++++ Metin bölümü ++++

Beyler, devletin bütçesinden 26 milyon dolar para harcanan, halkın yararlanacağı, milletin, arabasıyla, otomobiliyle, çadırıyla gelip konaklayabileceği bir yer, 26 milyon dolar yatırım yapıldıktan sonra, birilerine peşkeş çekiliyor; buna, el insaf derler.

Gayesi dışında, yasaya aykırı, kalkınma planına ve Güney Antalya master planına da aykırı olarak, 2 000 yatak kapasiteye hizmet edebilecek büyüklükteki bu alanın, 1 000 yatağa indirilerek, bir parsel halinde, tek firmaya verilmesi, bu firma ve sahibinin ne kadar çok kollanıp kayrıldığının ifadesidir.

Ne var ki, 12 Eylül 1997'de, Orman Bakanı ve Turizm Bakanı arasında bir protokol imzalanmıştır. Bu protokole göre: 2634 sayılı Turizm Teşvik Kanunu kapsamına giren devlet ormanı sayılan yerlerde; 2873 sayılı Millî Parklar Kanunu kapsamındaki millî park, tabiat parkı içinde devlet ormanı sayılan yerlerde; 6831 sayılı Orman Kanununun 17/3 üncü maddesi içinde turizm alanı ve merkezi dışında, devlet ormanı olarak ayrılan yerlerde; turizm amaçlı yatırım sahalarının tahsislerinin, tek elden, Turizm Bakanlığınca yürütülmesi karara bağlanmıştır ve "bu protokol, 1 Ocak 1998'de yürürlüğe girer" denilmiştir. Bu protokole göre, Orman Kanununun 17 nci maddesince kendisine verilen tahsis yetkilerini, Orman Bakanı, Turizm Bakanına devretmektedir. Ancak, bu protokol, kasıtlı olarak yürürlüğe sokulmamıştır.

++++

(Kısa problem)
Yukarıdaki metin bölümünde sayısıyla birlikte anılan kanunların tamamını, sayılarını ve adlarını vererek sıralayın.

++++ Sağlanan malzeme ++++

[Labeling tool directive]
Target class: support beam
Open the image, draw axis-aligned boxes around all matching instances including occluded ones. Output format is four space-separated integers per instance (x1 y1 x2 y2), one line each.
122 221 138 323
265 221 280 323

++++

(Alıştırma yanıtı)
- 2634 sayılı Turizm Teşvik Kanunu
- 2873 sayılı Millî Parklar Kanunu
- 6831 sayılı Orman Kanunu